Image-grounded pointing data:
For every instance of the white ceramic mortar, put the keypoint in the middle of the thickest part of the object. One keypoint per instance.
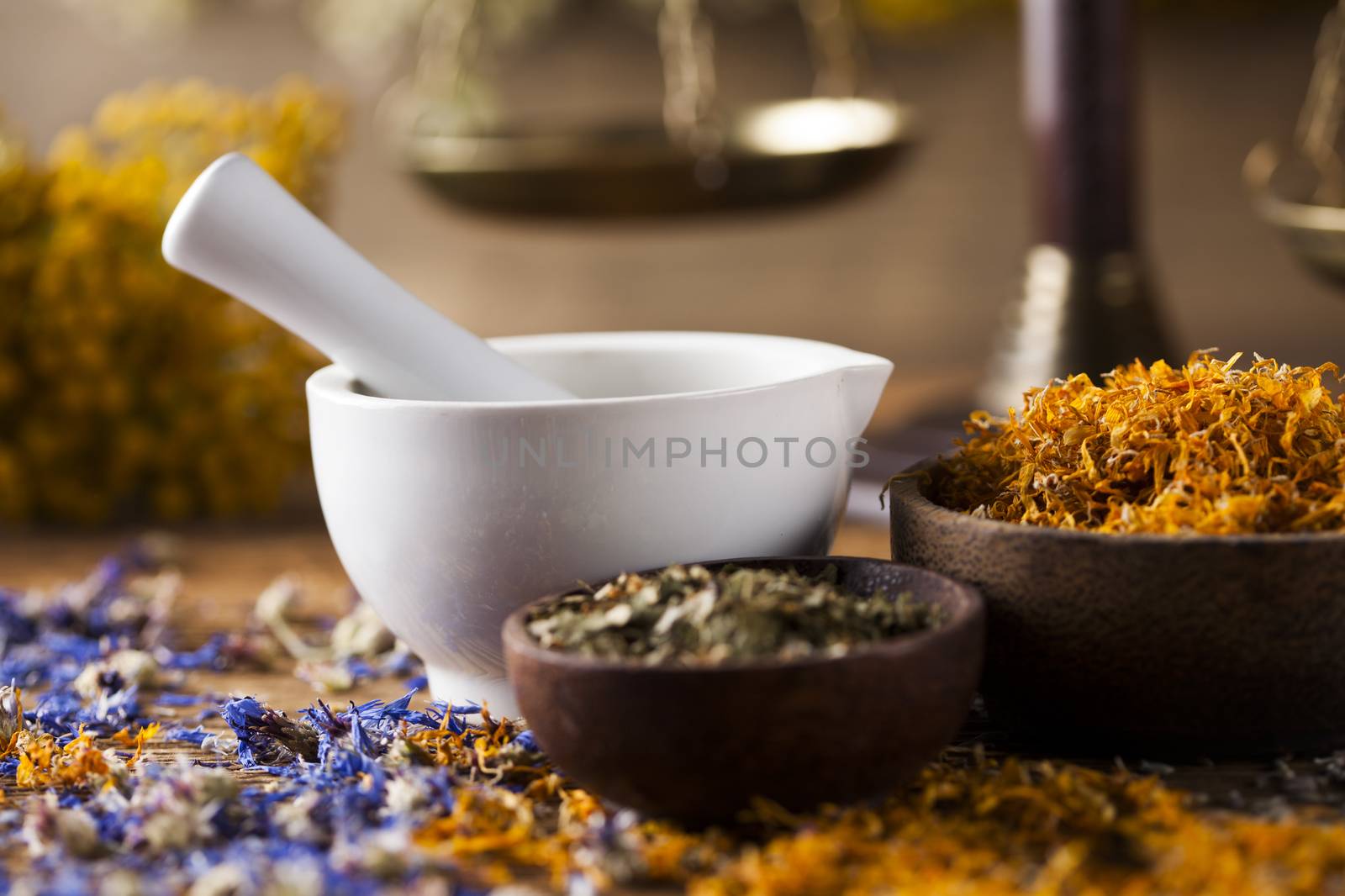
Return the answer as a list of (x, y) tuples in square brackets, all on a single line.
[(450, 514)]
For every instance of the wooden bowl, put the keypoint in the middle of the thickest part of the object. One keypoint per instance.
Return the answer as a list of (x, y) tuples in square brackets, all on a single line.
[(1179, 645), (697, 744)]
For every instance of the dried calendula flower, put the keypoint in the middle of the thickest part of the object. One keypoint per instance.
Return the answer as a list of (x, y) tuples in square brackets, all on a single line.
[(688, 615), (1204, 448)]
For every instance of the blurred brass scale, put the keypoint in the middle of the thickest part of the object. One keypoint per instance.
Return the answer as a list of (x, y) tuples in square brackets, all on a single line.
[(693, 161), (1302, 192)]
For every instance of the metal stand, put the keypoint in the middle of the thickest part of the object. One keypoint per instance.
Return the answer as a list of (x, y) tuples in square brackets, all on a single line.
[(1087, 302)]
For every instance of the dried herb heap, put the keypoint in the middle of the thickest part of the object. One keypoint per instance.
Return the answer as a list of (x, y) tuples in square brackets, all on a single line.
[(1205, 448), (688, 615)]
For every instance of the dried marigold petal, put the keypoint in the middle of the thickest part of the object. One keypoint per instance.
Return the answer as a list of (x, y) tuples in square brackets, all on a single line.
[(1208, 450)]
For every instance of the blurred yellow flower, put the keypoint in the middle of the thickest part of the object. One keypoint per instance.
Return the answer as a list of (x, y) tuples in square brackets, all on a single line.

**Directions:** Transcribe every entry word for word, excluding images.

**Exercise solution:**
For every instance of the white ceramic mortar, put the keypoint in the middle of the thickest part of the object. One keypoint per instance.
Return the answer as a list of (x, y) tuples in square brackets, all on a single line.
[(450, 514)]
For every instance of the wooden bowl, put the keypoint in the middle of the thickest part of the object. One keypoint per instance.
Return the answer as a list of (x, y) tuples in square brackets, all on a single line.
[(1179, 645), (697, 744)]
For every instance of the dried calendula flower, put the keypoint in the middle of the thickest part of the object. One keypoint per instance.
Return the answer as a list of (x, y) tuples in square brackets, all on a single line.
[(688, 615), (1204, 448)]
For every instance of the blurred brass scale, put the keypoint in the middle of the thickest part of the object. One keypoint per instance.
Return the answer as a list of (x, y) tuples in square brackets, all on a single line.
[(693, 161), (1302, 192)]
For every instance of the metal stand, put the keypoint in the middle of the thickest part of the object. One keypoint per instance.
Return the answer as a list of (x, y) tuples in square brackets, all on a single line.
[(1087, 302)]
For every instance of the dried herb heap, put the keypoint in the middle of the thickest part of the object. One keypoint per instance.
Return the answer as a list of (x, y) tuples in square brackets, all on a single line.
[(1205, 448), (688, 615)]
For every instance of the dried marigold petal, put the keypoint in the middle of the thickest part of the object. One keypoint per instance.
Return the answer as a list of (x, y) tuples in square brackets, all on a single line.
[(1208, 450)]
For every instance of the blurred yellow flower, put the keypoint in the middle of the thickest part of the object. One keypoint per instance.
Return the answer as a list of (x, y) tuples in square brackets, all on a single line.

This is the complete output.